_Your instructions_
Return, word for word, the part of the passage on unions after the Wisconsin election that begins with the words containing "But, really, whatever" and ends with "decade or two.".

_Text block_

Sam Gindin makes several other points worth stealing. One is that the labor movement has suffered from the decline of the left, one that could provide history and systematic analysis—and with some critical distance. Such a left, he says, should be both inside and outside labor. And unions organized along sectional—professional or industrial lines—may not be the ideal agents of a broader classward turn. To do that you’d need what Gindin calls “intermediate” organizations, coalitions of members of many unions (and why not nonmembers too?) rooted in communities rather than around employers. These are important things to think about.
But, really, whatever the details, the most urgent thing to do is admit that things are dire and a serious rethink is in order. Dismissing critics as giving aid and comfort to the enemy will virtually assure that the union density rate will approach zero in a decade or two.
In the days following the Wisconsin election, a number of progressive journalists responded to the heartbreaking defeat by venting their anger at a surprising target: the very unions that Scott Walker waged war on. Doug Henwood in Left Business Observer, Matt Rothschild in The Progressive and Andy Kroll of Mother Jones each have different analyses of what went wrong, but all agree that unions were guilty of what Henwood terms the “horrible mistake of channeling a popular uprising into electoral politics.”
The Wisconsin movement “began to disintegrate the moment the leaders decided to pour everything into the Democratic Party,” Rothschild explains. That decision, he argues, “destroyed the lesson that you can exercise power outside the electoral arena.” Indeed, Kroll insists that the electoral strategy would have been a “loss” even if Walker had been defeated, since “the Madison movement would have found themselves in…the same broken system, with…little hope.”

_Recorded data_
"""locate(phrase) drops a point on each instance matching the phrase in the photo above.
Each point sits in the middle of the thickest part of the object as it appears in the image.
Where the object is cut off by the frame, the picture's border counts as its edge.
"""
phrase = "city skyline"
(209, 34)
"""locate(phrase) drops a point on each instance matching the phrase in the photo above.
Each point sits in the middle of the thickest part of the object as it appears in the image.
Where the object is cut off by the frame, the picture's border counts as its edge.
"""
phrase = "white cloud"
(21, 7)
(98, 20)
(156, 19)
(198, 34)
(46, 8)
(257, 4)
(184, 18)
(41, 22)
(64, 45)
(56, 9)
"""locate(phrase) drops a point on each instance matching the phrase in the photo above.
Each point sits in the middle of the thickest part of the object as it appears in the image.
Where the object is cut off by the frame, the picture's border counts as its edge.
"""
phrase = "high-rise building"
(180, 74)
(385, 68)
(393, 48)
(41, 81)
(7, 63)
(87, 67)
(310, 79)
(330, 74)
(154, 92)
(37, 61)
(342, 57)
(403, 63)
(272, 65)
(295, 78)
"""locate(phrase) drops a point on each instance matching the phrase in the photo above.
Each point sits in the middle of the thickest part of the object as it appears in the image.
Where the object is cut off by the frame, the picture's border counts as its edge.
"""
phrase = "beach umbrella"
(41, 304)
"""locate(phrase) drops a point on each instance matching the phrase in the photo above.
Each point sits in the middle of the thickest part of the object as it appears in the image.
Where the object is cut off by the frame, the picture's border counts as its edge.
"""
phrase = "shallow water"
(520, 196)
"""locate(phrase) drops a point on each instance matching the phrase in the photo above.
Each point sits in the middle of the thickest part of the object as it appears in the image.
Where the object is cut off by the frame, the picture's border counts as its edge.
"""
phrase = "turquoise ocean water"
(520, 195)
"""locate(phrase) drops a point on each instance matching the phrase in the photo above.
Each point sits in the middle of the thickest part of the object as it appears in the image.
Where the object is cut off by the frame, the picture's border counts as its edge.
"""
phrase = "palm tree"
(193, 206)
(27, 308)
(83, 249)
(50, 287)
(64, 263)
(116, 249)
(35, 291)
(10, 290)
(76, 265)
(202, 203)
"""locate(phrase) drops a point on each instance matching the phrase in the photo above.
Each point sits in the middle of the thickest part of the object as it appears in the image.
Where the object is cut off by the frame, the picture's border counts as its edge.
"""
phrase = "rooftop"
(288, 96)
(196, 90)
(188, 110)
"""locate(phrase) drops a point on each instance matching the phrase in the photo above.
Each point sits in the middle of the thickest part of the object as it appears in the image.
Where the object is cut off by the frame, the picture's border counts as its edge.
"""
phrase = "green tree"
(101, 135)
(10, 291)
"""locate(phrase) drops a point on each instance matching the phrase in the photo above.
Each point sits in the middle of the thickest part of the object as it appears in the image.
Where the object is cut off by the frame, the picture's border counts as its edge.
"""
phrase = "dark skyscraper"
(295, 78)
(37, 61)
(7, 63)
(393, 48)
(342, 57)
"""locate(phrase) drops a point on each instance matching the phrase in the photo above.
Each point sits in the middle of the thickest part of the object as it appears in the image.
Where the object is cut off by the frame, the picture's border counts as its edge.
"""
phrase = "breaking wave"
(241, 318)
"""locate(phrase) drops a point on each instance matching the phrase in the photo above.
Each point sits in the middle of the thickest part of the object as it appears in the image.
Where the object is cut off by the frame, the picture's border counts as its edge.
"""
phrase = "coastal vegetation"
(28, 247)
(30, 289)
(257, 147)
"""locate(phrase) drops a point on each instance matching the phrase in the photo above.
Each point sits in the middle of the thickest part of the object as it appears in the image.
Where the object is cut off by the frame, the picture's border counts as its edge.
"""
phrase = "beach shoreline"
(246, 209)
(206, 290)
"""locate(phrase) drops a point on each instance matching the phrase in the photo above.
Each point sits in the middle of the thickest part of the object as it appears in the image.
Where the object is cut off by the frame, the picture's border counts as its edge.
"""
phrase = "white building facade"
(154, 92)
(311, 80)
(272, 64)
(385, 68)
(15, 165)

_The completed task_
But, really, whatever the details, the most urgent thing to do is admit that things are dire and a serious rethink is in order. Dismissing critics as giving aid and comfort to the enemy will virtually assure that the union density rate will approach zero in a decade or two.